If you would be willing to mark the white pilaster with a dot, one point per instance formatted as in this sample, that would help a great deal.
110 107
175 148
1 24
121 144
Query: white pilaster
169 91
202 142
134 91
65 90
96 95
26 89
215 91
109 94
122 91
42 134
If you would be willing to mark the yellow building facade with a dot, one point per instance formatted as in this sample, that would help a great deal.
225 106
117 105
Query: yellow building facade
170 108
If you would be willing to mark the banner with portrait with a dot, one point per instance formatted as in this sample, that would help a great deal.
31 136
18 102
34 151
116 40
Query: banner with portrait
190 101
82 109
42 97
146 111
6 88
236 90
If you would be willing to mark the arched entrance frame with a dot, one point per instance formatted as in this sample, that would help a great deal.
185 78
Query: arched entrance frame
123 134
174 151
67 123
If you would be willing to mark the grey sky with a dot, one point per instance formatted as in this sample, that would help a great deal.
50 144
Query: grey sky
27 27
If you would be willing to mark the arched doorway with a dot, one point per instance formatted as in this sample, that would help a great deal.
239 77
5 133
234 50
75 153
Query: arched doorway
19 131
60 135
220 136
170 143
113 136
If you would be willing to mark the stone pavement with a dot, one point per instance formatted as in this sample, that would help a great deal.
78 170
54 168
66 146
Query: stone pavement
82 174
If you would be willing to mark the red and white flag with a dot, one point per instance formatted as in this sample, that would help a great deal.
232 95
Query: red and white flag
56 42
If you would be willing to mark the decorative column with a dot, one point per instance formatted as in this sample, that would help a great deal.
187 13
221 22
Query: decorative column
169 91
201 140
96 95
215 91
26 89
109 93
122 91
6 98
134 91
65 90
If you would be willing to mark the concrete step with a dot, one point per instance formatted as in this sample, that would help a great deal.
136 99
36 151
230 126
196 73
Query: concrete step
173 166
• • •
_The request_.
Retype all of the material above with every character intact.

_Reply to the exercise_.
If you would be willing to mark the white pilaster with a dot, one point per instance formatted as in this sample, that would help a great deal.
110 107
175 148
1 24
121 144
Query: white pilaster
169 91
202 142
134 91
65 90
96 95
26 89
215 91
109 94
122 91
42 134
If you would be willing to mark the yellow building facade with a dot, one point per instance formatted as in this sample, that would help a great deal.
225 106
117 105
Query: yellow building facade
170 108
If you would be willing to mark the banner with portrait with a dot, one point per instance formatted as in this sample, that would help a great deal.
31 136
18 102
34 151
116 40
Query: banner with portrait
190 101
82 109
42 97
146 111
6 88
236 90
If you would be willing to mark the arched entrance frame with a dot, one point per instance formatted as in this sample, that would help a great deal.
185 78
Query: arched entrance frame
123 134
174 151
67 123
If you would be willing to mark the grey sky with a dot, one point per instance formatted as in this sample, that would help a great deal.
50 144
Query: grey sky
27 27
If you would be willing to mark the arched doorway with a dot, one point per instance formatted as in this sample, that would help a great deal.
239 77
5 133
234 50
75 153
Query: arched doorway
19 131
60 135
220 136
170 143
113 136
If you would be willing to mark the stone pavement with a dot, one point per instance formatted as in this sample, that would help a great deal.
78 170
54 168
66 146
Query: stone pavement
82 174
If you would be willing to mark the red and white flag with a dot, one point per instance formatted as in this sample, that would help a great deal.
232 95
Query: red and white flag
56 42
If you would be willing to mark the decorative column with a dot, one point per instance formatted as in this sample, that would help a great deal.
187 13
221 22
Query: decorative column
169 91
201 140
96 95
215 91
26 89
109 93
122 91
6 98
134 91
65 90
If you would be willing to mark the concrete step with a dot, one point per instance formatted as in this sample, that would help a great deal.
136 99
36 151
230 126
196 73
Query: concrete step
173 166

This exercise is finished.